Data to use:
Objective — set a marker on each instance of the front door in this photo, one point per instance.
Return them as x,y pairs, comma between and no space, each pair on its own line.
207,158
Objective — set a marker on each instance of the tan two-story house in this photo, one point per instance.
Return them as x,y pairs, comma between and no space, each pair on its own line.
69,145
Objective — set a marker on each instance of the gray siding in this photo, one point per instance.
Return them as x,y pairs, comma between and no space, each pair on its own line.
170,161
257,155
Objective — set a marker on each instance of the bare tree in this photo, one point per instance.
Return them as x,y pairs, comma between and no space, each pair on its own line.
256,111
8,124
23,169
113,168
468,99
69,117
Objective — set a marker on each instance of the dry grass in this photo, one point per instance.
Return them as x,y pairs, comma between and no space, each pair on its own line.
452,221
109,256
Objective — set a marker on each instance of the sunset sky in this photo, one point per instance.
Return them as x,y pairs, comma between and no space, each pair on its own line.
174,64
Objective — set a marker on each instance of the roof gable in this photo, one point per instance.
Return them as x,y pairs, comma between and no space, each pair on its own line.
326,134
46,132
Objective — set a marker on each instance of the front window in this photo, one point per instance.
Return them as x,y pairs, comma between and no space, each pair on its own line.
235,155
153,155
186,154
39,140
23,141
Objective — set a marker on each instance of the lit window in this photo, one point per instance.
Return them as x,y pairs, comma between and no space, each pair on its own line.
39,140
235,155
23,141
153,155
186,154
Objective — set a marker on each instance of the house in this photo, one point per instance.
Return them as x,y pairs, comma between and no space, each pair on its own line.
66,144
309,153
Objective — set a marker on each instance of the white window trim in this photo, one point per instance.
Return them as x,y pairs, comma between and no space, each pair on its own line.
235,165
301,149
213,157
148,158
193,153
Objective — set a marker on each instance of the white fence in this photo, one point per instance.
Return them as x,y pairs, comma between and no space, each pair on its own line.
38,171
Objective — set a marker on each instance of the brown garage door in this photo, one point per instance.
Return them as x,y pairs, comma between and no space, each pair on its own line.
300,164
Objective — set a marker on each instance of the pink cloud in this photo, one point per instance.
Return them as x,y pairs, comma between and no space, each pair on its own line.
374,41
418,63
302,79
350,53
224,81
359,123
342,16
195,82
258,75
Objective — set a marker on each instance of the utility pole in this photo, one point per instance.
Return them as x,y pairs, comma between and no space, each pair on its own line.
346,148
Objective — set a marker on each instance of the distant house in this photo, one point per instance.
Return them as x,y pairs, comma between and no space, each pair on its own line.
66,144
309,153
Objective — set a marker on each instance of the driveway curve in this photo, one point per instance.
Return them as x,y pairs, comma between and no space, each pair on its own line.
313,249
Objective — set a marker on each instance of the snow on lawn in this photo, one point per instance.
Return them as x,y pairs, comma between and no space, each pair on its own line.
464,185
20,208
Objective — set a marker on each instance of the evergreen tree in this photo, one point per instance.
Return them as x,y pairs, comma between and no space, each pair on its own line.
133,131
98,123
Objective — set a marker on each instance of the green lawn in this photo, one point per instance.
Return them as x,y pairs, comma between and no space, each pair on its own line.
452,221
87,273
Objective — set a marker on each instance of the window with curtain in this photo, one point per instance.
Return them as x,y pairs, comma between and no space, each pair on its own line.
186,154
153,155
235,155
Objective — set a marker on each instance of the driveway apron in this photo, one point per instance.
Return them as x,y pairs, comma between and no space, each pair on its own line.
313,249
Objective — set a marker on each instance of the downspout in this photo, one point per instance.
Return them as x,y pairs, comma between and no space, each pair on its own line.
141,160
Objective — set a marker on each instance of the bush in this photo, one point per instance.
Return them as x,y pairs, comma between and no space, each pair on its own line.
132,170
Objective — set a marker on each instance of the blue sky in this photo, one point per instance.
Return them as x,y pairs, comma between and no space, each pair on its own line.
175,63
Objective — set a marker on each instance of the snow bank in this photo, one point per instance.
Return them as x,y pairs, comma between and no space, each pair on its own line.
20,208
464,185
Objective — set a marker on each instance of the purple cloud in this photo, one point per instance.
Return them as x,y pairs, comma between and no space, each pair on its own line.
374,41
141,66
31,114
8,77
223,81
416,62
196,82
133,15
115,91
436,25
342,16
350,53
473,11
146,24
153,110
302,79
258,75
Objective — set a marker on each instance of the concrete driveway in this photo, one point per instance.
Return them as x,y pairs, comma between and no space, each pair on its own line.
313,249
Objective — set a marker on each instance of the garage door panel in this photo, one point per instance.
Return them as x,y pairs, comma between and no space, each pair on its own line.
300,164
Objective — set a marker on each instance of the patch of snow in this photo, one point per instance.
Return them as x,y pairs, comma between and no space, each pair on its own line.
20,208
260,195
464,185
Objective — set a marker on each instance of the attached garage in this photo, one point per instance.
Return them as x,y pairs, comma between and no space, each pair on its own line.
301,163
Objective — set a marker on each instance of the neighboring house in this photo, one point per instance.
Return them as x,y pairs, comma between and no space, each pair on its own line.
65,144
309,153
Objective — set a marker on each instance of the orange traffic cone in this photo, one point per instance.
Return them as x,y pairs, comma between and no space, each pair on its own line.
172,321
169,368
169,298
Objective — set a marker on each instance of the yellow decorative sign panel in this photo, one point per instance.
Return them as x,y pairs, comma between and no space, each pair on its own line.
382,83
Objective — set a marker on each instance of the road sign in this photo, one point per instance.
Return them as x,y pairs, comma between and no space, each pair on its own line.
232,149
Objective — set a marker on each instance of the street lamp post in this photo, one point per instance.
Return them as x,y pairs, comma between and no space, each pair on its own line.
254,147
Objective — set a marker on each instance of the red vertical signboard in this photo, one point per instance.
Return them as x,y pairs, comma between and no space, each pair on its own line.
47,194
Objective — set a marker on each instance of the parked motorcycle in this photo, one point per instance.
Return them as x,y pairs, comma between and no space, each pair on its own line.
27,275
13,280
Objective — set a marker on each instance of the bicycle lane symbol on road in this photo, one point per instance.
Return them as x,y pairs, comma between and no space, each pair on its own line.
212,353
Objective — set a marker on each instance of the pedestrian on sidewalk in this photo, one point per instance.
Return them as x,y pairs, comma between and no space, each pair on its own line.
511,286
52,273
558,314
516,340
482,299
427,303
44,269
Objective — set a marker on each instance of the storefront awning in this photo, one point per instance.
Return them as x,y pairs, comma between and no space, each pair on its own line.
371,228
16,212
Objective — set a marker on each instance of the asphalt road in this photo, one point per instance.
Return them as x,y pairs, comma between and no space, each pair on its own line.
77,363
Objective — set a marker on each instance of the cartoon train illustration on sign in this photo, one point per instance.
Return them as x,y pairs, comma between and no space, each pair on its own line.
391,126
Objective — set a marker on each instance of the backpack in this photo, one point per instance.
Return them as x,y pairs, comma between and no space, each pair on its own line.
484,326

...

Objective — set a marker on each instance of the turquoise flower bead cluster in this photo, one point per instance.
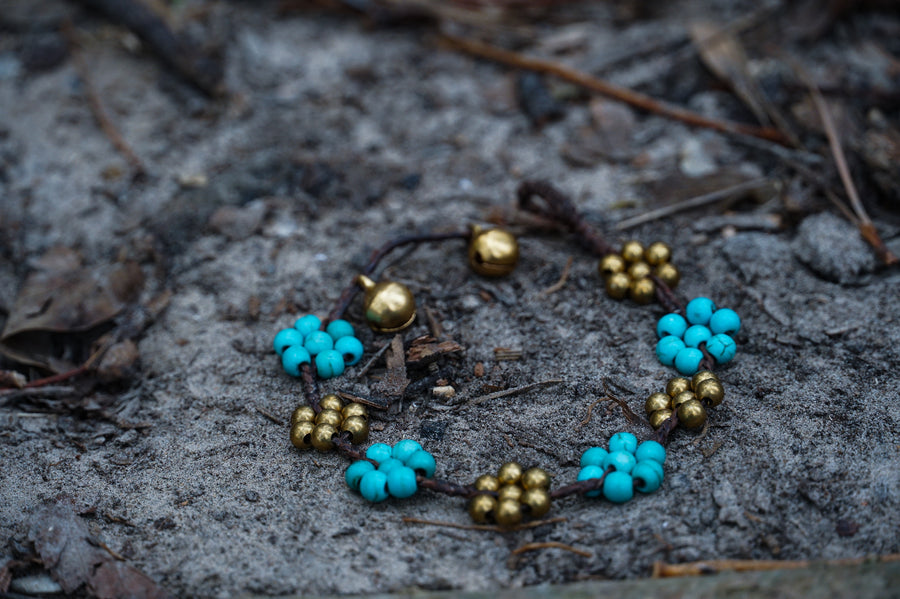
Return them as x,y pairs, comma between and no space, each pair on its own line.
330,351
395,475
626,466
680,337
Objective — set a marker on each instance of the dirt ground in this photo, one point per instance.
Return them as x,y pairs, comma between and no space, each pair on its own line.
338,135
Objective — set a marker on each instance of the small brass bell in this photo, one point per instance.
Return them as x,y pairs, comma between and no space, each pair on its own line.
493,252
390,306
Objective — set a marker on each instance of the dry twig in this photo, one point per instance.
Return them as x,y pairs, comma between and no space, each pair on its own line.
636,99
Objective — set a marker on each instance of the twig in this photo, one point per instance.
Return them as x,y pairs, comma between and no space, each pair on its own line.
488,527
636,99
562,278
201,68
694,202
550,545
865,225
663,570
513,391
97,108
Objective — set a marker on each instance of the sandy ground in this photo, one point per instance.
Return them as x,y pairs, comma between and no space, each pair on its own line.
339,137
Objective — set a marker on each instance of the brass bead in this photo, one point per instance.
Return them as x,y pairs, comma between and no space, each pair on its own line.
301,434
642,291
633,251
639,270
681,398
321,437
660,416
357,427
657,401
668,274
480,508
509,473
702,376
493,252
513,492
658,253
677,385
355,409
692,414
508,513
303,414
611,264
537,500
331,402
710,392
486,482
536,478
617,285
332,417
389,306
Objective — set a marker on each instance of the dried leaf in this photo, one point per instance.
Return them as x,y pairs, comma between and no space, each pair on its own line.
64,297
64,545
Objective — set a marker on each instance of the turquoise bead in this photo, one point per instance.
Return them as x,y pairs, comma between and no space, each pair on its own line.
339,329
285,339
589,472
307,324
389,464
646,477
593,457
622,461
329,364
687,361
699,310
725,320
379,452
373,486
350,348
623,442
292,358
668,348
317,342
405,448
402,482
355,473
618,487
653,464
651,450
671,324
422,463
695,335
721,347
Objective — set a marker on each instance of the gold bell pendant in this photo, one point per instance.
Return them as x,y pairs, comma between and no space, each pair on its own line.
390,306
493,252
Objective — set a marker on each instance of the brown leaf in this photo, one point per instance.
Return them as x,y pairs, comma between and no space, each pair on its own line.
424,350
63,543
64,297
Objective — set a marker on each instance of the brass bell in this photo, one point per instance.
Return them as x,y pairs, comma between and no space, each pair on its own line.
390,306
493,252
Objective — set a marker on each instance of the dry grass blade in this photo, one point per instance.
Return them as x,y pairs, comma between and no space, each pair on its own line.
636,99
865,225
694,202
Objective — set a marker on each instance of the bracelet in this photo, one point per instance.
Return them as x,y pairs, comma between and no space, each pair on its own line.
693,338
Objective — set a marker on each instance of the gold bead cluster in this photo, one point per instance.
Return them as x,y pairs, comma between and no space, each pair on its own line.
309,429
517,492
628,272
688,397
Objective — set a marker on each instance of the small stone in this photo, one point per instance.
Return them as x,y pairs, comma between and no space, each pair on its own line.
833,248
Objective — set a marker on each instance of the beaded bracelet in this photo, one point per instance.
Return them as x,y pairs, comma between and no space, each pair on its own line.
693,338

--

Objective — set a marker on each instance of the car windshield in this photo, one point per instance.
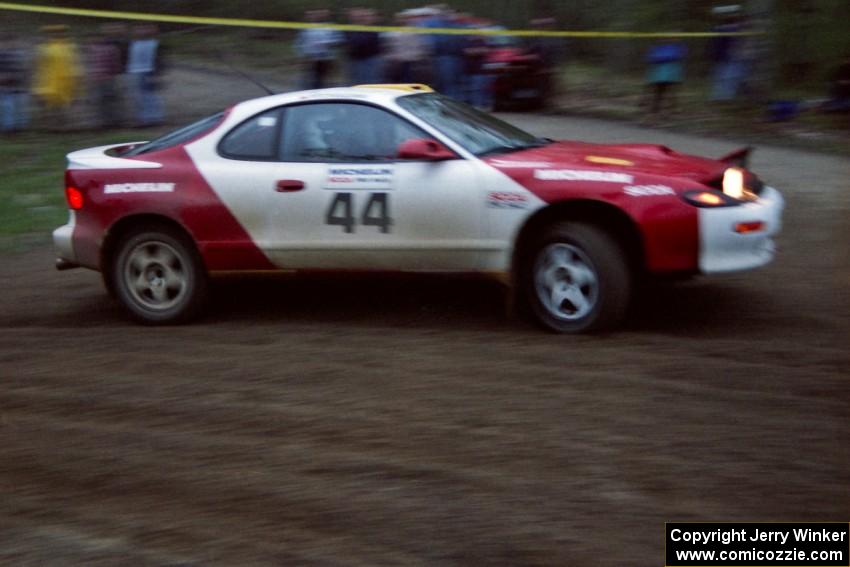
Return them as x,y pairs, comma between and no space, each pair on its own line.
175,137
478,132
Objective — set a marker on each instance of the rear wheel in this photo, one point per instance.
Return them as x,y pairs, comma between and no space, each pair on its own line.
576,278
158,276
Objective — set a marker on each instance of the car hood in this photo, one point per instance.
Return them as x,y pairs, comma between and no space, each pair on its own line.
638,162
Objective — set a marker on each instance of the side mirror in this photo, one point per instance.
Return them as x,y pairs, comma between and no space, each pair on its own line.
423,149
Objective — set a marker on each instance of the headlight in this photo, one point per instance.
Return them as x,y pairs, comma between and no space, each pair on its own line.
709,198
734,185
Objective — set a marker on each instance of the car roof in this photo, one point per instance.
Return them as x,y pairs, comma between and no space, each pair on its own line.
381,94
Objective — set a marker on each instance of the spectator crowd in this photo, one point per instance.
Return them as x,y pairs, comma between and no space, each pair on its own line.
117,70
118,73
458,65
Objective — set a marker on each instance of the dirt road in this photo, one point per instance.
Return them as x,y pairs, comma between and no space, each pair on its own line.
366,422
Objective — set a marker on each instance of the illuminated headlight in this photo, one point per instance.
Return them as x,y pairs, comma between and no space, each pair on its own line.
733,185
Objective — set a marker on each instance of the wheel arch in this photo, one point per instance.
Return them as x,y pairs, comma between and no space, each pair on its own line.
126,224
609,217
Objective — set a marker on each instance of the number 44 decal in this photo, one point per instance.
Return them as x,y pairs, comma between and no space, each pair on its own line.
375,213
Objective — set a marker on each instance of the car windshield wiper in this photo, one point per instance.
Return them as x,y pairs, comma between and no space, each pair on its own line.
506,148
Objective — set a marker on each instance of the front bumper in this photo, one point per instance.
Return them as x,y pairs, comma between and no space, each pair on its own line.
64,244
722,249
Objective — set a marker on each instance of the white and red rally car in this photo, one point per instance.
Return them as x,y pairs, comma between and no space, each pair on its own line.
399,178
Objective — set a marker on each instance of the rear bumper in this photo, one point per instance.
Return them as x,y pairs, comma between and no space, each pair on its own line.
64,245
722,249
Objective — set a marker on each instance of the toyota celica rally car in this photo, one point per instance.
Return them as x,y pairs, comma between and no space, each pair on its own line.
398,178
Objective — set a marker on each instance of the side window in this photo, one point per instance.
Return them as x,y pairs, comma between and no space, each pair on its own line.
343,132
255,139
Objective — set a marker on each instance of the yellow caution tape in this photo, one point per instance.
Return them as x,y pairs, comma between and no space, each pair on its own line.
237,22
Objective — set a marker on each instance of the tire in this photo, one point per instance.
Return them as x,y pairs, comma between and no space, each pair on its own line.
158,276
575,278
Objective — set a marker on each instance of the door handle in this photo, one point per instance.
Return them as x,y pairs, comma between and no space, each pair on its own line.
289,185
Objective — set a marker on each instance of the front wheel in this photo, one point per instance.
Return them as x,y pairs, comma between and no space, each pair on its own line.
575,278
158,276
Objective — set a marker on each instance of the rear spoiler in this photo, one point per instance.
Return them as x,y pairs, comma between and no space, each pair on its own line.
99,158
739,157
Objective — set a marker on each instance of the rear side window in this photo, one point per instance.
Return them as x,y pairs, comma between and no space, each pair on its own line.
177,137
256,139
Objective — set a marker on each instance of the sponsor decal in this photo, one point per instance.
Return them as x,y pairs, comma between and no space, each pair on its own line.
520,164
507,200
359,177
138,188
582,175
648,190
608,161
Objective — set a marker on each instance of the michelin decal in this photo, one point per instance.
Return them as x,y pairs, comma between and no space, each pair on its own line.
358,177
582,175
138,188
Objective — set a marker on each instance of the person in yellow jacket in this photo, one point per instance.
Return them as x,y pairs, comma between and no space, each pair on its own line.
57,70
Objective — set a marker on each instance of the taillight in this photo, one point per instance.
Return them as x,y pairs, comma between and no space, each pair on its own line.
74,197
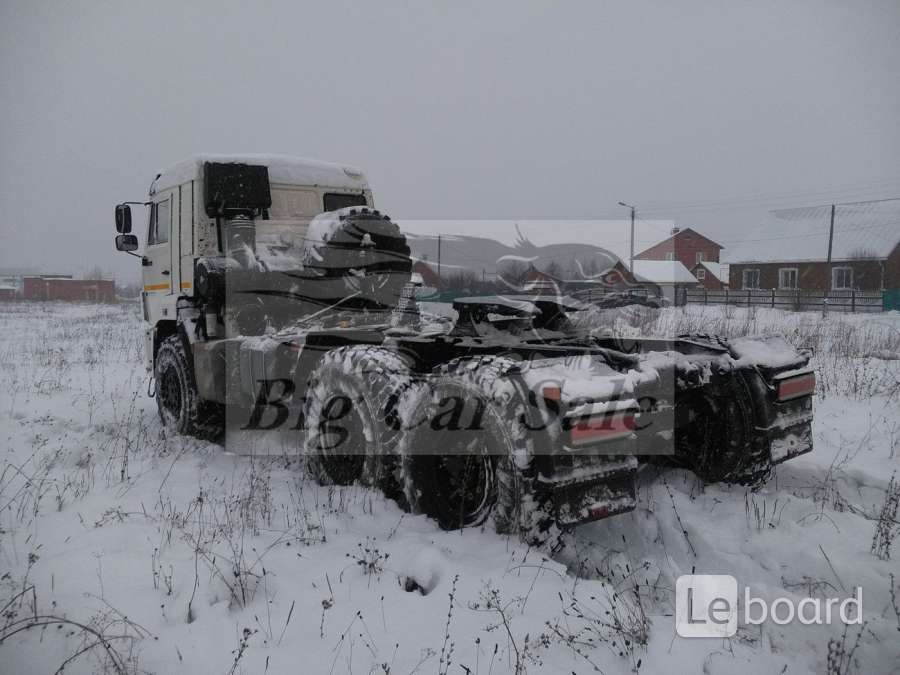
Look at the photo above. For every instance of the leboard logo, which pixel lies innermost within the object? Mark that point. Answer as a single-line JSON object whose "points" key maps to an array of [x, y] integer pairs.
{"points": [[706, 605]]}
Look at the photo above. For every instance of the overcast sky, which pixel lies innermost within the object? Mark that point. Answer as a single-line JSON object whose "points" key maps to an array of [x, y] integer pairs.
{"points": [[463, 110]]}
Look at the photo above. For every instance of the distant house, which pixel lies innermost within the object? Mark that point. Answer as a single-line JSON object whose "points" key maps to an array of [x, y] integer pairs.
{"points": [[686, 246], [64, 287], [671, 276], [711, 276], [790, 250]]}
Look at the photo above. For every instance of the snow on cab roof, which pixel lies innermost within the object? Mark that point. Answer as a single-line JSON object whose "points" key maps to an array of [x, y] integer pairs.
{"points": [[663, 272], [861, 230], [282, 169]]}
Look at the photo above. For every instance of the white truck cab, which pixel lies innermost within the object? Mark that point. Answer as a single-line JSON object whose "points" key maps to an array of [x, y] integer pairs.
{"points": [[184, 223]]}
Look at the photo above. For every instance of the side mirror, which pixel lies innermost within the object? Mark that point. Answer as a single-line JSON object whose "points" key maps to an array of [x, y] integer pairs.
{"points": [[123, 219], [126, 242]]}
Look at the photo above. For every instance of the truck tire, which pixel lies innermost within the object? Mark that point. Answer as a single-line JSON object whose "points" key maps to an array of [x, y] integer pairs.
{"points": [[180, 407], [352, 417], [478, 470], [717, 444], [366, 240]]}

Task directions: The answer must consist of every line from the entries that holds the string "ground".

Exercise result:
Objective — set a marker on each instance of the dirt ground in this photo, one point per instance.
Objective — set a marker on each instance of the sandy ground in this photo, one point per instance.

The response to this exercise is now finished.